Page =
By midsummer, it was obvious that Daniels would not qualify for admission to UNLV as a full-time student. “Lloyd just didn’t have enough skills to make it at the university level,” Warkentien said.
Not to worry, though. Daniels was enrolled at Mount San Antonio College in Walnut, Calif., which is required under state law to admit “any person 18 or over who a local government board judges can benefit from instruction.”
With his letter of intent voided, Daniels was again a recruitable athlete. Under NCAA rules, that meant UNLV could have no more than six contacts with him, three at his new school.
This restriction also applied to Warkentien, even though on Oct. 24 the Clark County District Court appointed him as Daniels’ special guardian, for a period not to exceed 24 months.
As guardian, Warkentien was empowered to “borrow money and obtain loans,” to provide for “the proper care, maintenance, education, counseling, remedial tutoring and support” of Daniels. Under NCAA rules, however, Warkentien could not arrange or provide any financial assistance to Daniels.
UNLV Athletic Director Brad Rothermel said in an interview that the guardianship was proper under NCAA rules, because Warkentien and other UNLV staffers abided by the “contact rule” and did not offer Daniels any improper financial assistance. Warkentien said, “My position is we’ve acted in concert with our conference and the NCAA.”
On Nov. 7, Rothermel asked the NCAA for an opinion on whether a guardianship relationship violated any rules. NCAA assistant executive director Bill Hunt responded that such a relationship constituted an improper inducement. Rothermel appealed to the NCAA’s Legislation Interpretations Committee, which agreed with Hunt. Hunt said NCAA consideration is continuing.
At Mount San Antonio, Daniels’ curriculum included History of the Black American, Basketball--Men, Recreation and Fundamentals of Sports. He also was tutored privately in reading.

Data to use =

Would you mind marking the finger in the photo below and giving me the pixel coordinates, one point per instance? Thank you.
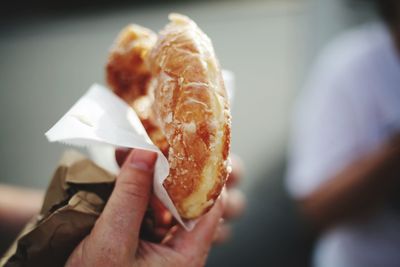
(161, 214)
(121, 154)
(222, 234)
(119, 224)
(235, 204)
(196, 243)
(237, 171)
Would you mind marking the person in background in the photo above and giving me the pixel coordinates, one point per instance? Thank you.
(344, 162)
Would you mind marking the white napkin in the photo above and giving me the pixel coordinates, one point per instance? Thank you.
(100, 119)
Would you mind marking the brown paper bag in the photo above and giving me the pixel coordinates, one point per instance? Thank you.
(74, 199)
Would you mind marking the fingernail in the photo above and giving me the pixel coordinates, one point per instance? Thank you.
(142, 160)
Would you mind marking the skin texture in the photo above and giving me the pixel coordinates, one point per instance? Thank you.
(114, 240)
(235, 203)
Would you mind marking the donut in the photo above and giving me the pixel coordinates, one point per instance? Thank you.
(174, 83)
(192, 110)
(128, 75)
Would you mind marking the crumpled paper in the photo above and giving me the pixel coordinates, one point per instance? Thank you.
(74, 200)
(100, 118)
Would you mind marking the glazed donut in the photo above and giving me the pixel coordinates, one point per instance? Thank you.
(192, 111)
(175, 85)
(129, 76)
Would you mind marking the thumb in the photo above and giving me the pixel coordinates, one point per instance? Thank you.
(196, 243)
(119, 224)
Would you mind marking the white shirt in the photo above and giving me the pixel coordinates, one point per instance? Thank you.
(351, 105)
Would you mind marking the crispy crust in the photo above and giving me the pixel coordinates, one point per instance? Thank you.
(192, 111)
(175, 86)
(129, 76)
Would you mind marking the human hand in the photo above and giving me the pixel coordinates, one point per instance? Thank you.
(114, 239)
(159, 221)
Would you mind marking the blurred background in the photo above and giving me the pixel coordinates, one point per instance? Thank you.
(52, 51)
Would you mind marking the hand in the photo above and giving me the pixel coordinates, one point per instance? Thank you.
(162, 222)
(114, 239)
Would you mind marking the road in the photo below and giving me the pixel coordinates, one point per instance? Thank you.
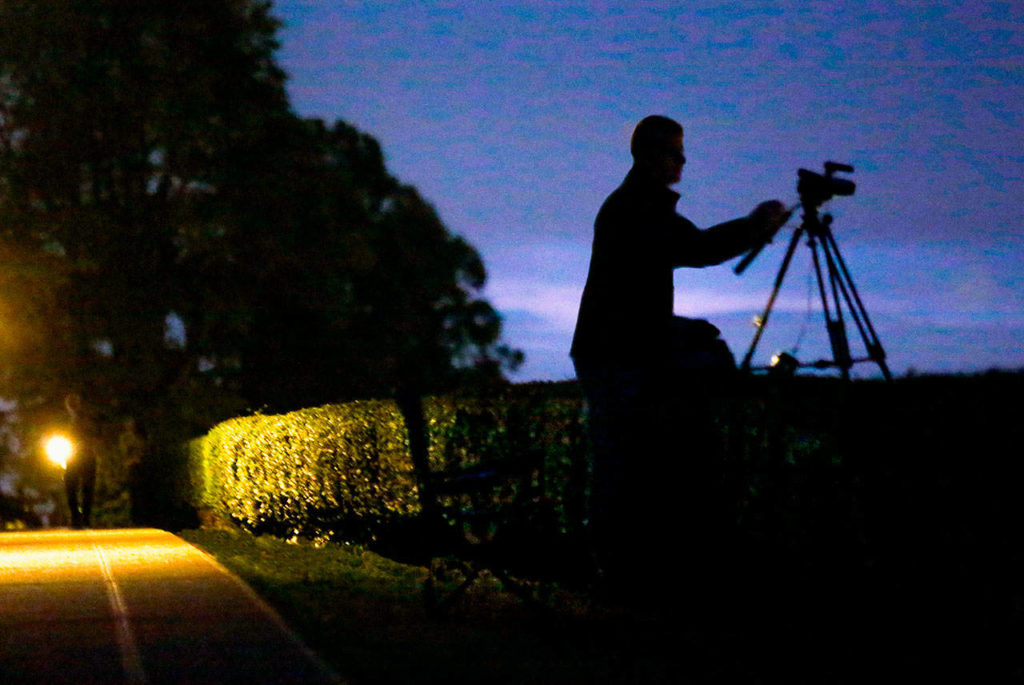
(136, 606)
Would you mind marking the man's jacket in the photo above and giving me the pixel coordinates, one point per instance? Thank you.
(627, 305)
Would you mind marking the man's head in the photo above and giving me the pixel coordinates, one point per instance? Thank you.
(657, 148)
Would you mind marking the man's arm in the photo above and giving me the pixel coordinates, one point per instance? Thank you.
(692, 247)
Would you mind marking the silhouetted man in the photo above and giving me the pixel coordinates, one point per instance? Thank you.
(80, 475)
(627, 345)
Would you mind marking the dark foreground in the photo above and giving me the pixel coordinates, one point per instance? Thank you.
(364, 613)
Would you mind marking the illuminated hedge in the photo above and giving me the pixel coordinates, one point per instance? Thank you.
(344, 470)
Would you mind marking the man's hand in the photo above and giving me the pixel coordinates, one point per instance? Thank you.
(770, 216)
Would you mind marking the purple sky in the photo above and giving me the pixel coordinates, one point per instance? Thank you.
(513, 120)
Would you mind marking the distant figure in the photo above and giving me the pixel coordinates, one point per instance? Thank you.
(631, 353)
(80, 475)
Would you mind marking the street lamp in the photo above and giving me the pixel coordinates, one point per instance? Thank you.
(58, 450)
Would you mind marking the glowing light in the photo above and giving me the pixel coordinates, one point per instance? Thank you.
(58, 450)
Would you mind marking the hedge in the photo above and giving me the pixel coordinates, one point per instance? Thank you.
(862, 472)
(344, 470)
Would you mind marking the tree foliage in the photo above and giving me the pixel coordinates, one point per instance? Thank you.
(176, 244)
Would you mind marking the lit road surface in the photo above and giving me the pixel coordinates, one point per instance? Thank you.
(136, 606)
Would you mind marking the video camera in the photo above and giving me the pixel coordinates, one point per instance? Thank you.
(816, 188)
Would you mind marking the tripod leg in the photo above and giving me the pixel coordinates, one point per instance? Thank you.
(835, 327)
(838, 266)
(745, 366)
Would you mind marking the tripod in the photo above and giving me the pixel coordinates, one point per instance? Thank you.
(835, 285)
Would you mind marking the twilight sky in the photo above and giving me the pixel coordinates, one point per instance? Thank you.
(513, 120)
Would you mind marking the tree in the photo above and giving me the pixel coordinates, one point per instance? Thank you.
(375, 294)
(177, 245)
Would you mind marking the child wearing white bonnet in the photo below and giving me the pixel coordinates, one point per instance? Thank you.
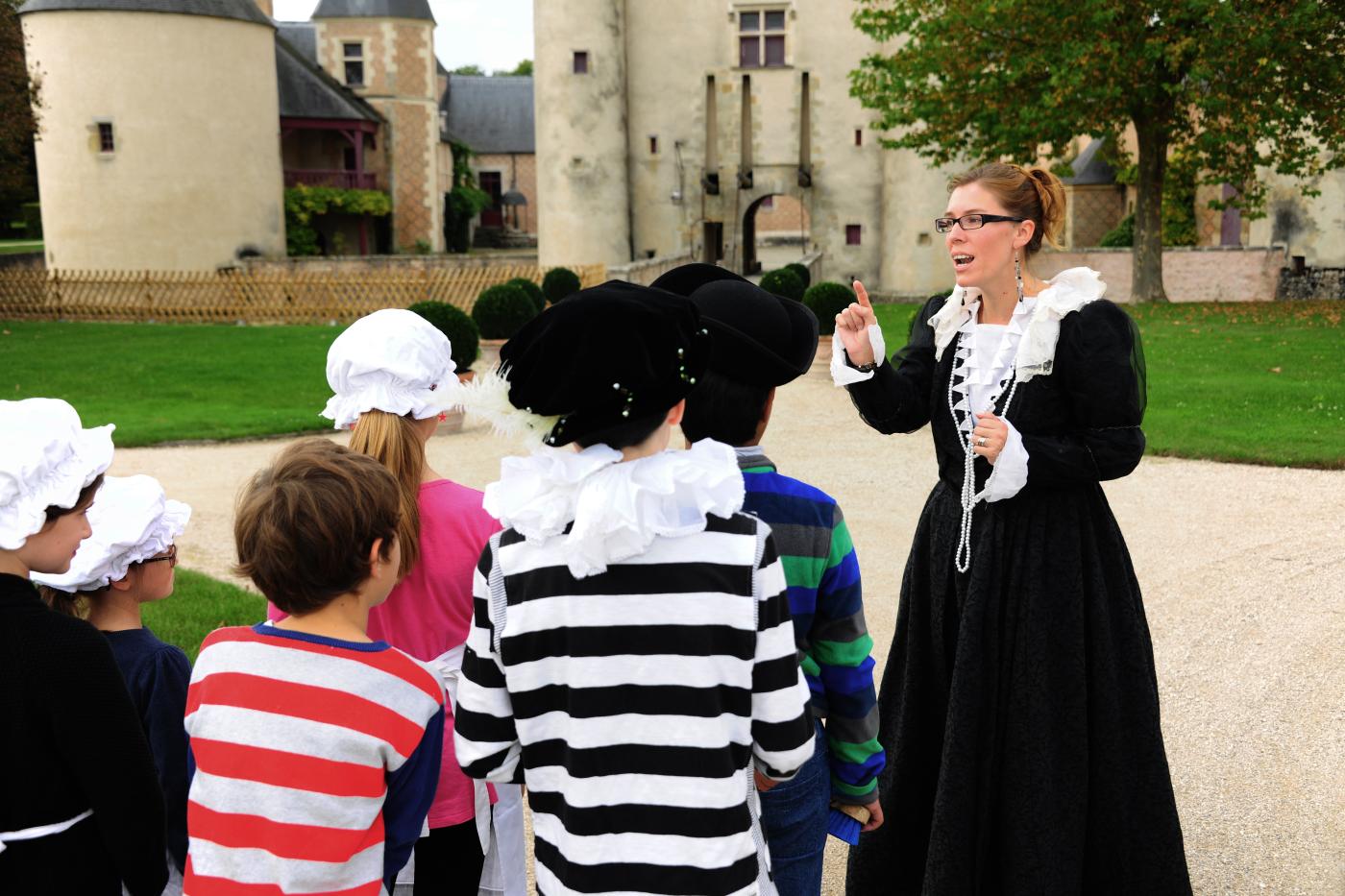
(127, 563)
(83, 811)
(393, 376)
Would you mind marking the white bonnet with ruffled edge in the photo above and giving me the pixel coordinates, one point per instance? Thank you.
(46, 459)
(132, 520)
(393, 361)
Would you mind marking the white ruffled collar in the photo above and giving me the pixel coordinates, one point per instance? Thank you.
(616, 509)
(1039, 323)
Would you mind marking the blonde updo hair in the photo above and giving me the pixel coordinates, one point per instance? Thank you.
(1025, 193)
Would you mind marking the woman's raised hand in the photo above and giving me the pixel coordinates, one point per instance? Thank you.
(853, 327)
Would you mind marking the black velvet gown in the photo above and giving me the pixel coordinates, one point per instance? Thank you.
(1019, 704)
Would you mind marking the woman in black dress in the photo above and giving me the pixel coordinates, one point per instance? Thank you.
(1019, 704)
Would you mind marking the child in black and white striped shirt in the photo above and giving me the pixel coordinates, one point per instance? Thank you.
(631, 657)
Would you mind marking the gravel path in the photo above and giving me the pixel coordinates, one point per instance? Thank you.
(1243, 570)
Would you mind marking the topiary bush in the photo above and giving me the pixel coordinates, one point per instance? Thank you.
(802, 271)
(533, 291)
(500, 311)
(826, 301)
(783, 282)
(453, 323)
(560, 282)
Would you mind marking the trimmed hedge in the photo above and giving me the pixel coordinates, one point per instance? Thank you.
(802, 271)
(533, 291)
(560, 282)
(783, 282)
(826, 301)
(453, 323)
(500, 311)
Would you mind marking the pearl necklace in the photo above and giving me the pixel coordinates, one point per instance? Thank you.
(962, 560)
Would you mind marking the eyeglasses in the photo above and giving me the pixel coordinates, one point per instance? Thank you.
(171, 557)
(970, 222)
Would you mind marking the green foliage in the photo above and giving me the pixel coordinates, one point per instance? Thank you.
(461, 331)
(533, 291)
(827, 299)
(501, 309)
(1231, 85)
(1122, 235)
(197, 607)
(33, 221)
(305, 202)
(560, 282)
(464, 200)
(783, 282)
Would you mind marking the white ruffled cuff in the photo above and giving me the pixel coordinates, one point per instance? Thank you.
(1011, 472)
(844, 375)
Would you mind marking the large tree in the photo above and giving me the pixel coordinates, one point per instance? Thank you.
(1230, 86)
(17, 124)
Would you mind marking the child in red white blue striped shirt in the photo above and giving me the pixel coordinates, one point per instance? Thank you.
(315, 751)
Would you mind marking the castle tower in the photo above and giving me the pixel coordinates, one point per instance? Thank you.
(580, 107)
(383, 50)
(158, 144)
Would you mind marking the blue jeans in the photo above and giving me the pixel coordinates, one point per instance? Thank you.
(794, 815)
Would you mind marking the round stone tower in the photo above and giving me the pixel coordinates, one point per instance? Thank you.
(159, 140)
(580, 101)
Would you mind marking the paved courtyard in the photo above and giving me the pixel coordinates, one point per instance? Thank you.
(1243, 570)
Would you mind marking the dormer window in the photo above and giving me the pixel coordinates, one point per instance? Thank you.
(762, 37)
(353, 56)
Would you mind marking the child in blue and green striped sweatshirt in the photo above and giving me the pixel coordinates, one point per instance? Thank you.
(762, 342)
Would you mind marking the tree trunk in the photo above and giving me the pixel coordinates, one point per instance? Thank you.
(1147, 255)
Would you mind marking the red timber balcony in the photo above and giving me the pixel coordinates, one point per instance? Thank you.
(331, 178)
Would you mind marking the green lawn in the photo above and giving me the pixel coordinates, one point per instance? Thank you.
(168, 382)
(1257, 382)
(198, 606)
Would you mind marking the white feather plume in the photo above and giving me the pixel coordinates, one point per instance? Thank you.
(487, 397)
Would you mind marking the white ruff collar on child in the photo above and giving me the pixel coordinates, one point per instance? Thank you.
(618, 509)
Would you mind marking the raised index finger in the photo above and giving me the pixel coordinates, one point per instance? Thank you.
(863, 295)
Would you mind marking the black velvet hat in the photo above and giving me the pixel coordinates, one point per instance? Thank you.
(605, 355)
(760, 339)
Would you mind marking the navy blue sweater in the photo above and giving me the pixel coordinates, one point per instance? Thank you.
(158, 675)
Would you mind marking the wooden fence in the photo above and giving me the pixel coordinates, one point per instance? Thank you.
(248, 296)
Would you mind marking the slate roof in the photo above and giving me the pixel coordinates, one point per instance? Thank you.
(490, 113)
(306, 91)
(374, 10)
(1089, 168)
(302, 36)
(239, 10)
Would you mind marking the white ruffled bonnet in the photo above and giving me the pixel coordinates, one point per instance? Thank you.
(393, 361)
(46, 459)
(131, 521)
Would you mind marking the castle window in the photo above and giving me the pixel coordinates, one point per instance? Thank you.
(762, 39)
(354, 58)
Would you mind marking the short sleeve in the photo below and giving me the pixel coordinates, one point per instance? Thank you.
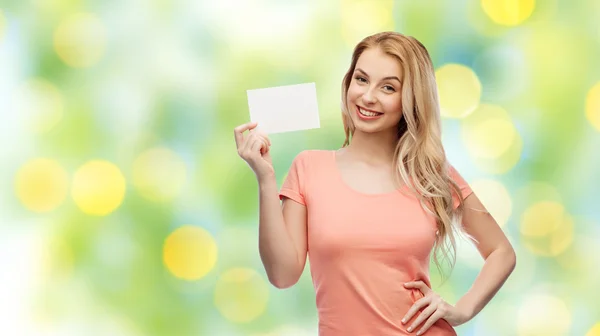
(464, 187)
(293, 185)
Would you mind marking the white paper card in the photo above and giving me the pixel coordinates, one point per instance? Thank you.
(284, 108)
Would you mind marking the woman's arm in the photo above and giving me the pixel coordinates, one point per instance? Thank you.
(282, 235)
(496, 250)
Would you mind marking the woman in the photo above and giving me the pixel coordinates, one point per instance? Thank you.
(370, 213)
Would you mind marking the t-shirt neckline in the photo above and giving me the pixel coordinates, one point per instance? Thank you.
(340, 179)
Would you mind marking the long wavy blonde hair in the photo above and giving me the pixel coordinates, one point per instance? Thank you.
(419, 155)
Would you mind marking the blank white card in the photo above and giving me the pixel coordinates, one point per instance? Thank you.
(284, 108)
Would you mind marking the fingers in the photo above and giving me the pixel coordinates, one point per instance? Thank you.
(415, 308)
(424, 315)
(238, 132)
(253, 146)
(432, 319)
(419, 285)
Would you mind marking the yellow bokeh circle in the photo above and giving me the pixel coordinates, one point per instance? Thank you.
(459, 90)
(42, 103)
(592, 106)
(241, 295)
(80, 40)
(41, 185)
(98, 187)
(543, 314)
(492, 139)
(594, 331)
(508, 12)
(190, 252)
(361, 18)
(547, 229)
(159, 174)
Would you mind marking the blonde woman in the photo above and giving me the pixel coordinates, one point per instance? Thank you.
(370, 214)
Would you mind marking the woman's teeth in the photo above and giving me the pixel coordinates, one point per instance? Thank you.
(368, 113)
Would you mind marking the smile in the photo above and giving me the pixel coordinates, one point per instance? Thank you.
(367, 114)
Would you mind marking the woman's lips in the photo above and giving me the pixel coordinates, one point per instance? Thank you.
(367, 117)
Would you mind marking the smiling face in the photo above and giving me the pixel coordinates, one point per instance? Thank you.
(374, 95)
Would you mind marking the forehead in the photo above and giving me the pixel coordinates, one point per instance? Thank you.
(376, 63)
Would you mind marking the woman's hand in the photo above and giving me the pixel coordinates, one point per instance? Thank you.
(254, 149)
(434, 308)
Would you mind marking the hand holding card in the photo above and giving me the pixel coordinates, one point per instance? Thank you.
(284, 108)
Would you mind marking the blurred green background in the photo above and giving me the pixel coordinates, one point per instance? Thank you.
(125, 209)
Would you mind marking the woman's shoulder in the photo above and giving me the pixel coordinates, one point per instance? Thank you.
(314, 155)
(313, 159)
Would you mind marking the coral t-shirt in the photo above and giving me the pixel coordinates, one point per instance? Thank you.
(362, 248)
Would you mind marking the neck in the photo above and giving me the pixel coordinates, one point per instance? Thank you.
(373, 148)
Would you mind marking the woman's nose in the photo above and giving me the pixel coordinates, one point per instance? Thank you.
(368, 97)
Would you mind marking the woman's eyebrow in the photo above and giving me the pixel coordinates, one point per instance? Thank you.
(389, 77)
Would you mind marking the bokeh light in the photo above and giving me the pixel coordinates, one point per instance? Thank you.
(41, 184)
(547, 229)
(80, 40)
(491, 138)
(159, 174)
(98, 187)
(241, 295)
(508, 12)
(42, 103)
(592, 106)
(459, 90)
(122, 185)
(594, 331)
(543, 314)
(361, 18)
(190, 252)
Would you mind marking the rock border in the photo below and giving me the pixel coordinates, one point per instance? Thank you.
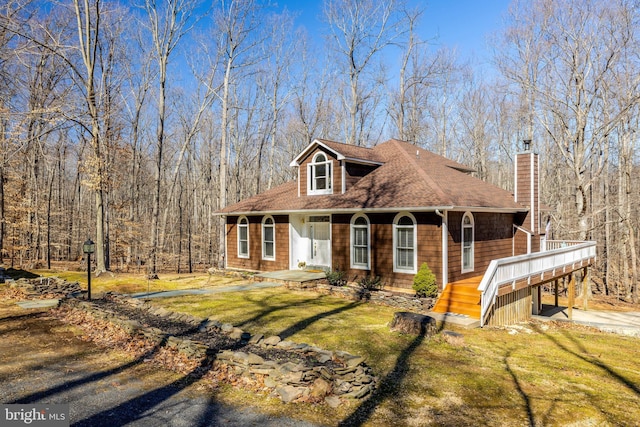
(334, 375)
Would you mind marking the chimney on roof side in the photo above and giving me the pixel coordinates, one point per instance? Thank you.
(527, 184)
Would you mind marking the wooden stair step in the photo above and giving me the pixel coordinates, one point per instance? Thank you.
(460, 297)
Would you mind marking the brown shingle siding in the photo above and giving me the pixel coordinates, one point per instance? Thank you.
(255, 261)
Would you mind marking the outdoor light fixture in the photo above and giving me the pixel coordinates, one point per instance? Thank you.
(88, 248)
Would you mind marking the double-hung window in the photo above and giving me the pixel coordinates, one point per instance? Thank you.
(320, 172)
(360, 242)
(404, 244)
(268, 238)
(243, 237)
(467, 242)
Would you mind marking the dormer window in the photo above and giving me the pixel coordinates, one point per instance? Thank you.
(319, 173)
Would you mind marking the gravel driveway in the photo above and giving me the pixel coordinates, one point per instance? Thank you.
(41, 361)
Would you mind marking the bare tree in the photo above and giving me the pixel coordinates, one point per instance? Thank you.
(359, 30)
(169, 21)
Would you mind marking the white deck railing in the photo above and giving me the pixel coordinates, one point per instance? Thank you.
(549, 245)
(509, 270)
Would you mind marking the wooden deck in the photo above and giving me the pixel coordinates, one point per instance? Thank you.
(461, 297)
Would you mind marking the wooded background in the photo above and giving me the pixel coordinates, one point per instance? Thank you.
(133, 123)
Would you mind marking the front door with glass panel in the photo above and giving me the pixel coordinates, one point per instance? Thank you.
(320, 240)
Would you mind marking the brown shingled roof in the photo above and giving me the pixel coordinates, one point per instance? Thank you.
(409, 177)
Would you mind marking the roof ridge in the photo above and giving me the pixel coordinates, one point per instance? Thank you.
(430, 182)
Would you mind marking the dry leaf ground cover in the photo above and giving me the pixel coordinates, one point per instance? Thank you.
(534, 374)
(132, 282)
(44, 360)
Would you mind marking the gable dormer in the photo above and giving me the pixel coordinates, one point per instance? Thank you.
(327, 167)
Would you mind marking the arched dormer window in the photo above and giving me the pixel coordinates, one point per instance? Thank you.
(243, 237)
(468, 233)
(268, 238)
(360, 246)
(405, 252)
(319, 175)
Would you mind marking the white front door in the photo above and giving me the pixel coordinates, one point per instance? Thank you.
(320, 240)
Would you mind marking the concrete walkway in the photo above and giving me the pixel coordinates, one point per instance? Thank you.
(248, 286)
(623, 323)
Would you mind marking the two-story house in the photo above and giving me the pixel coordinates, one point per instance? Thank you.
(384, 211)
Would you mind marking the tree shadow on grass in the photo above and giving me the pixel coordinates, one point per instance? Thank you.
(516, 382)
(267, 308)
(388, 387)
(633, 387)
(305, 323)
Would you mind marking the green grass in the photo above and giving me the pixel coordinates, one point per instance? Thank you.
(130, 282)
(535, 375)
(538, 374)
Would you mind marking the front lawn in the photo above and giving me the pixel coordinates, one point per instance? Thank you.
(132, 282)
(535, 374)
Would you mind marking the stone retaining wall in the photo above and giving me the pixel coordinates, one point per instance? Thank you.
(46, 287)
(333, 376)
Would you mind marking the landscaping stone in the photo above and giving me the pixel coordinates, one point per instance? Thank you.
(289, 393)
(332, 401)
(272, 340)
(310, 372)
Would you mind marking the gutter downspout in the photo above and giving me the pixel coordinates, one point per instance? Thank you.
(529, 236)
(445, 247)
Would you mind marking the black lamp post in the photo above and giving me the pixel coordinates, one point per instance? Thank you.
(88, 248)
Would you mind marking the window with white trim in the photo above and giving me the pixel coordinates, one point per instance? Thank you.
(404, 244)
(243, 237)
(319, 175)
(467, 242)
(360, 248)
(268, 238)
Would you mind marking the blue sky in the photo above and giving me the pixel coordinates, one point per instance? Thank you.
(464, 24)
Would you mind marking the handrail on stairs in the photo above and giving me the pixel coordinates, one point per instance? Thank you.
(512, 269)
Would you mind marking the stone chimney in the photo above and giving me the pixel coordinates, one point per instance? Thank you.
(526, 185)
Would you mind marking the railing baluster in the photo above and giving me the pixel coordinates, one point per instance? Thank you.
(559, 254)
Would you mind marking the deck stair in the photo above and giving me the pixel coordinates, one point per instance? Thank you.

The tasks =
1. Reproduce the passage of the article on Daniels' guardianship from "Not to worry, though." up to and including "assistance to Daniels.".
2. Return every line of the records in which the word "donut" appears.
The article and the records were drawn from separate, unrelated sources.

Solution list =
1.
Not to worry, though. Daniels was enrolled at Mount San Antonio College in Walnut, Calif., which is required under state law to admit “any person 18 or over who a local government board judges can benefit from instruction.”
With his letter of intent voided, Daniels was again a recruitable athlete. Under NCAA rules, that meant UNLV could have no more than six contacts with him, three at his new school.
This restriction also applied to Warkentien, even though on Oct. 24 the Clark County District Court appointed him as Daniels’ special guardian, for a period not to exceed 24 months.
As guardian, Warkentien was empowered to “borrow money and obtain loans,” to provide for “the proper care, maintenance, education, counseling, remedial tutoring and support” of Daniels. Under NCAA rules, however, Warkentien could not arrange or provide any financial assistance to Daniels.

2.
Would you mind marking the donut in the photo above and giving me the pixel coordinates, one point per instance? Thank you.
Would you mind marking the glazed donut in the photo above and giving me the pixel coordinates, one point per instance? Thank you.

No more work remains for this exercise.